— Start of Input rows —
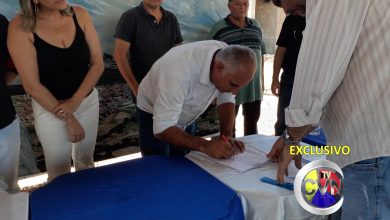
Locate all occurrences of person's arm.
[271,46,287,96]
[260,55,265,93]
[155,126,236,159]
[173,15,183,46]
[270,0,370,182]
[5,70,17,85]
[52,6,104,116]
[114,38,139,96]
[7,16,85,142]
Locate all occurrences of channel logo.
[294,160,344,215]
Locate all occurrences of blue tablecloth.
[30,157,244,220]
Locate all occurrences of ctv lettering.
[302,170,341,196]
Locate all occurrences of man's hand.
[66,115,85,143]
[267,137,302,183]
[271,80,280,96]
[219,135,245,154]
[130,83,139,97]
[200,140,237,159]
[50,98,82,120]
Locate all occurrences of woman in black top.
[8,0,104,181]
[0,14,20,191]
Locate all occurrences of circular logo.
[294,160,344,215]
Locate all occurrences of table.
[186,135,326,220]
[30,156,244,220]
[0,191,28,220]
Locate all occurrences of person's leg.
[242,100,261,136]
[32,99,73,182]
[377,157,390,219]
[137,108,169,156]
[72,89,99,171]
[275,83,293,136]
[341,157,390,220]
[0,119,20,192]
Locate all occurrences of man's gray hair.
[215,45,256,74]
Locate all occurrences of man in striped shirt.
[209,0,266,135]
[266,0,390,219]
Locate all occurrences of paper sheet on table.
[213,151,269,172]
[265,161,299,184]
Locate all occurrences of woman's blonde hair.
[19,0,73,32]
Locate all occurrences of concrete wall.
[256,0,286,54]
— End of Input rows —
— Start of Input rows —
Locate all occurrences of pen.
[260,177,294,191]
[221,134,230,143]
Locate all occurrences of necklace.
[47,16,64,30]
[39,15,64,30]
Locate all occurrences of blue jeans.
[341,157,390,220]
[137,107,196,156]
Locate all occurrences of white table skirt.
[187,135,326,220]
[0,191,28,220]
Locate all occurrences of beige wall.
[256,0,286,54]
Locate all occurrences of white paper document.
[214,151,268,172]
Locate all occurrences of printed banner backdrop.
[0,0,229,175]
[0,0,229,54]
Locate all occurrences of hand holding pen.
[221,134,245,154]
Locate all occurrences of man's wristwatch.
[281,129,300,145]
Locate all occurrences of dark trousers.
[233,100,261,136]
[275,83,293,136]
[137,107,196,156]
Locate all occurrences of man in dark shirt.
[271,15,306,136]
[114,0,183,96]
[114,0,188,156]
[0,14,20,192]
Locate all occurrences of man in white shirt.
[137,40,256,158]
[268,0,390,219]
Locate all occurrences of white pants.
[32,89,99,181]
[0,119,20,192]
— End of Input rows —
— Start of Input rows —
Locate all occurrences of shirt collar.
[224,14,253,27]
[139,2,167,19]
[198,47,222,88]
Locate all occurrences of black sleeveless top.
— End of Input rows —
Direction :: Write out everything in the listing from the line containing "Locate all occurrences of person's arm." down to the line containing "[302,170,341,196]", replacing "tablecloth" with "table cover" and leaving the rest unchanged.

Result below ::
Locate all occurrences of person's arm.
[271,46,287,96]
[260,55,265,93]
[155,126,236,159]
[173,15,183,46]
[270,0,370,182]
[5,70,17,85]
[52,6,104,116]
[114,38,139,96]
[7,16,85,142]
Locate all occurrences of channel logo.
[294,160,344,215]
Locate all occurrences of blue table cover.
[30,157,244,220]
Locate all occurrences of ctv lettering.
[302,170,341,196]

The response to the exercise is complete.